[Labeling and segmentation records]
###

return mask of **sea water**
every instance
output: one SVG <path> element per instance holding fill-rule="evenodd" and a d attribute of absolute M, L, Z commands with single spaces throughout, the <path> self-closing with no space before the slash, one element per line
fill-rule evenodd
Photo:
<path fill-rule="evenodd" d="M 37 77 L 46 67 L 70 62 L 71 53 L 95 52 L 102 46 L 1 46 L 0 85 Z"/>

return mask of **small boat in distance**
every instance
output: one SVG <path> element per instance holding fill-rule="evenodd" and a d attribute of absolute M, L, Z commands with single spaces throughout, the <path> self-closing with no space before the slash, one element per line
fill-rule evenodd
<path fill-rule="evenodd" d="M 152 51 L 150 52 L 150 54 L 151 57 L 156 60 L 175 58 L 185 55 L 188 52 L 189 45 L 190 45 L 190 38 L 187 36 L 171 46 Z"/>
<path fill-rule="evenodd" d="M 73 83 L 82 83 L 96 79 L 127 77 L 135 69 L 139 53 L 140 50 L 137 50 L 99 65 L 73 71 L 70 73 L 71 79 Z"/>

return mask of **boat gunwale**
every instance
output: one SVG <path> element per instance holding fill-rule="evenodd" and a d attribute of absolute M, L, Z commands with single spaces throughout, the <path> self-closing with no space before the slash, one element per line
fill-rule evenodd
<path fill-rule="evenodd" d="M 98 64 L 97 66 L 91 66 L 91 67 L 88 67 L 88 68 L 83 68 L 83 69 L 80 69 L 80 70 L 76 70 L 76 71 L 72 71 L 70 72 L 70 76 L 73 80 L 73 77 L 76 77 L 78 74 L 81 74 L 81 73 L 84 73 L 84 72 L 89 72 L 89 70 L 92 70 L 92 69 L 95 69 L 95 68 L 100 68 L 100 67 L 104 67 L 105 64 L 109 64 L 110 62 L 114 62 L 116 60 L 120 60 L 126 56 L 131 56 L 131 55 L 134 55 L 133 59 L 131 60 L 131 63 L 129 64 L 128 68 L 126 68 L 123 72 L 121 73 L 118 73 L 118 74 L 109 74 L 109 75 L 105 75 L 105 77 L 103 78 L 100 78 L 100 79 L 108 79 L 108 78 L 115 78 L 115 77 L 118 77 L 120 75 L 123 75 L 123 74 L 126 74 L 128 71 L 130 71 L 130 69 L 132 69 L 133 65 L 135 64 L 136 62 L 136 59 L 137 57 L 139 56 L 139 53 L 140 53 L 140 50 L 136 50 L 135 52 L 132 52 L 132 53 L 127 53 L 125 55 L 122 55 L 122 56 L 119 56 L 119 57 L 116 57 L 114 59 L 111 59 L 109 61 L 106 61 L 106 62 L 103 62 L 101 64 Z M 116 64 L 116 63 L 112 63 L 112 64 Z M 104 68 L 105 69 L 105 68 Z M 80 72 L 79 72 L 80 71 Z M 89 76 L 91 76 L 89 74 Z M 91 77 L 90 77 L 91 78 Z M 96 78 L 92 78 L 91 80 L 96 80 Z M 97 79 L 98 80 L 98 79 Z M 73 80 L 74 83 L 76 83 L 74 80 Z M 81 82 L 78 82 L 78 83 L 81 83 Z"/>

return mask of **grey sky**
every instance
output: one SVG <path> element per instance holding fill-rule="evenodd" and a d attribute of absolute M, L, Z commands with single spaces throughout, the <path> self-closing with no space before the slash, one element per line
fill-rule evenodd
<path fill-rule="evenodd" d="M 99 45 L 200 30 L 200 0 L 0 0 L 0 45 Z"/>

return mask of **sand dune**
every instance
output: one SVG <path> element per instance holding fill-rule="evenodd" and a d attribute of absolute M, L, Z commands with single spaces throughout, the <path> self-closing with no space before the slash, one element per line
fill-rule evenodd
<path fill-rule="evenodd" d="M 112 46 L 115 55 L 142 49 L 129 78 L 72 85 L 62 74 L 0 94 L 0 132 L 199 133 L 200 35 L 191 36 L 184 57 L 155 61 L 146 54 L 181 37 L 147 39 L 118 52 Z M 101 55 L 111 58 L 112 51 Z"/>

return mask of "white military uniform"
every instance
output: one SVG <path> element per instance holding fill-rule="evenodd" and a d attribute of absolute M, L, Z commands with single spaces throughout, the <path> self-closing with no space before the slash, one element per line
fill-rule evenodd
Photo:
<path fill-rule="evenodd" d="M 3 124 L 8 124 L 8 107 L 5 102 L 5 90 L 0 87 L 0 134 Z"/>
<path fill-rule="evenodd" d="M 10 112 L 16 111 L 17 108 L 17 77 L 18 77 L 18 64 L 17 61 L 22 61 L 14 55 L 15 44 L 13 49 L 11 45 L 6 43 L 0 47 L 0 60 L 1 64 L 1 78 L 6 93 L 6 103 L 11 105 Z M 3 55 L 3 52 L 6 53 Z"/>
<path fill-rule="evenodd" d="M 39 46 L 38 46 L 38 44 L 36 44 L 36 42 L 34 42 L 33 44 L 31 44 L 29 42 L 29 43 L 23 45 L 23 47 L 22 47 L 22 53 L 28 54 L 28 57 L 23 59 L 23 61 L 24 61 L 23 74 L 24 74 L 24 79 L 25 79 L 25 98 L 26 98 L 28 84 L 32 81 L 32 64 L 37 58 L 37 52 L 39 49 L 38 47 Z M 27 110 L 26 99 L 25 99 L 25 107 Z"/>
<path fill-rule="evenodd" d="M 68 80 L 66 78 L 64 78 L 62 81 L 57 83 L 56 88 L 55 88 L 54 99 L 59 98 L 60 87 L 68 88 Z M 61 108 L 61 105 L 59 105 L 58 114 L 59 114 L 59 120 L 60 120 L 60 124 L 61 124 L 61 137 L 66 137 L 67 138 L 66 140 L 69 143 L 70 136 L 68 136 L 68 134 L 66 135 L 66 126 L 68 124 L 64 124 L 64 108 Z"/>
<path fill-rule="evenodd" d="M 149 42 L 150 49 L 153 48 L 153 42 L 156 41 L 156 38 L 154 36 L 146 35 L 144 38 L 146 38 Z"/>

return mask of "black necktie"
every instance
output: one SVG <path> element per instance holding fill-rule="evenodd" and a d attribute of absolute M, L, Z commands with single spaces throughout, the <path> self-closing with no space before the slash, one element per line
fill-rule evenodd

###

Copy all of the items above, putting "all instances" in place of "every instance" wherever it occurs and leaving everything else unchanged.

return mask of **sea water**
all instances
output: one SVG <path> element per instance holding fill-rule="evenodd" and a d attribute of absolute M, L, Z commands with single spaces throughout, the <path> self-closing with no space before the slash, one element per line
fill-rule evenodd
Photo:
<path fill-rule="evenodd" d="M 37 77 L 46 67 L 70 62 L 71 53 L 95 52 L 102 46 L 1 46 L 0 85 Z"/>

return mask of **small boat in distance**
all instances
output: one SVG <path> element per instance holding fill-rule="evenodd" and a d attribute of absolute M, L, Z commands with single spaces throughout, the <path> self-closing with no space before the slash, one element per line
fill-rule evenodd
<path fill-rule="evenodd" d="M 152 51 L 150 52 L 150 54 L 151 57 L 156 60 L 175 58 L 185 55 L 188 52 L 189 45 L 190 45 L 190 38 L 187 36 L 171 46 Z"/>
<path fill-rule="evenodd" d="M 73 83 L 82 83 L 96 79 L 127 77 L 135 69 L 139 53 L 140 50 L 137 50 L 99 65 L 73 71 L 70 73 L 71 79 Z"/>

return mask of **boat gunwale**
all instances
output: one SVG <path> element per instance holding fill-rule="evenodd" and a d attribute of absolute M, L, Z commands with single spaces throughout, the <path> self-closing with no space before the slash, one element per line
fill-rule evenodd
<path fill-rule="evenodd" d="M 98 64 L 97 66 L 91 66 L 91 67 L 88 67 L 88 68 L 83 68 L 83 69 L 80 69 L 80 70 L 76 70 L 76 71 L 72 71 L 70 72 L 70 76 L 73 80 L 73 77 L 76 77 L 78 74 L 81 74 L 81 73 L 84 73 L 84 72 L 89 72 L 89 70 L 92 70 L 92 69 L 95 69 L 95 68 L 100 68 L 100 67 L 104 67 L 105 64 L 109 64 L 110 62 L 114 62 L 116 60 L 120 60 L 126 56 L 131 56 L 131 55 L 134 55 L 133 59 L 131 60 L 131 63 L 129 64 L 128 68 L 126 68 L 123 72 L 121 73 L 118 73 L 118 74 L 109 74 L 109 75 L 105 75 L 105 77 L 103 78 L 100 78 L 100 79 L 108 79 L 108 78 L 115 78 L 115 77 L 118 77 L 120 75 L 123 75 L 123 74 L 126 74 L 128 71 L 130 71 L 130 69 L 132 69 L 133 65 L 135 64 L 136 62 L 136 59 L 137 57 L 139 56 L 139 53 L 140 53 L 140 50 L 136 50 L 135 52 L 132 52 L 132 53 L 127 53 L 125 55 L 122 55 L 122 56 L 119 56 L 119 57 L 116 57 L 114 59 L 111 59 L 109 61 L 106 61 L 106 62 L 103 62 L 101 64 Z M 116 64 L 116 63 L 112 63 L 112 64 Z M 104 68 L 105 69 L 105 68 Z M 80 72 L 79 72 L 80 71 Z M 89 76 L 91 76 L 89 74 Z M 91 77 L 90 77 L 91 78 Z M 96 78 L 92 78 L 91 80 L 96 80 Z M 97 79 L 98 80 L 98 79 Z M 73 80 L 74 83 L 76 83 L 74 80 Z M 81 82 L 78 82 L 78 83 L 81 83 Z"/>

return mask of **grey sky**
all instances
output: one SVG <path> element per instance holding fill-rule="evenodd" and a d attribute of absolute M, L, Z commands with single spaces throughout, the <path> self-closing with no space before the slash, one element per line
fill-rule evenodd
<path fill-rule="evenodd" d="M 99 45 L 200 30 L 200 0 L 0 0 L 0 45 Z"/>

return mask of **sand dune**
all instances
output: one SVG <path> element per instance holding fill-rule="evenodd" and a d attribute of absolute M, L, Z commands with single spaces throughout, the <path> self-closing with no space before the slash, one element per line
fill-rule evenodd
<path fill-rule="evenodd" d="M 112 46 L 115 55 L 142 49 L 129 78 L 72 85 L 62 74 L 0 94 L 0 132 L 199 133 L 200 35 L 191 36 L 184 57 L 155 61 L 146 54 L 181 37 L 147 39 L 118 52 Z M 101 55 L 111 58 L 112 51 Z"/>

return mask of "white military uniform"
all instances
output: one SVG <path> element per instance holding fill-rule="evenodd" and a d attribute of absolute M, L, Z commands with single spaces throughout, the <path> self-closing with no space before the slash, one element per line
fill-rule evenodd
Photo:
<path fill-rule="evenodd" d="M 3 124 L 8 124 L 8 107 L 5 102 L 5 90 L 0 87 L 0 134 Z"/>
<path fill-rule="evenodd" d="M 10 112 L 16 111 L 17 108 L 17 77 L 18 77 L 18 64 L 17 61 L 22 61 L 14 55 L 15 44 L 13 49 L 11 45 L 6 43 L 0 47 L 0 60 L 1 64 L 1 78 L 6 93 L 6 103 L 11 105 Z M 3 55 L 3 52 L 6 53 Z"/>
<path fill-rule="evenodd" d="M 39 46 L 38 46 L 38 44 L 36 44 L 36 42 L 34 42 L 33 44 L 31 44 L 29 42 L 29 43 L 23 45 L 23 47 L 22 47 L 22 53 L 28 54 L 28 57 L 23 59 L 23 61 L 24 61 L 23 74 L 24 74 L 24 79 L 25 79 L 25 98 L 26 98 L 28 84 L 32 81 L 32 64 L 37 58 L 37 52 L 39 49 L 38 47 Z M 27 110 L 26 99 L 25 99 L 25 107 Z"/>
<path fill-rule="evenodd" d="M 68 80 L 66 78 L 64 78 L 62 81 L 57 83 L 56 88 L 55 88 L 54 99 L 59 98 L 60 87 L 68 88 Z M 61 108 L 61 105 L 59 105 L 58 114 L 59 114 L 59 120 L 60 120 L 60 124 L 61 124 L 61 137 L 66 137 L 67 138 L 66 140 L 69 143 L 70 136 L 68 136 L 68 134 L 66 135 L 66 126 L 68 124 L 64 124 L 64 108 Z"/>
<path fill-rule="evenodd" d="M 149 42 L 150 49 L 153 48 L 153 42 L 156 41 L 156 38 L 154 36 L 146 35 L 144 38 L 146 38 Z"/>

return mask of "black necktie"
all instances
output: one SVG <path> element per instance holding fill-rule="evenodd" and a d attribute of absolute M, L, Z commands with single spaces throughout, the <path> self-closing with no space before the slash, one element per line
fill-rule evenodd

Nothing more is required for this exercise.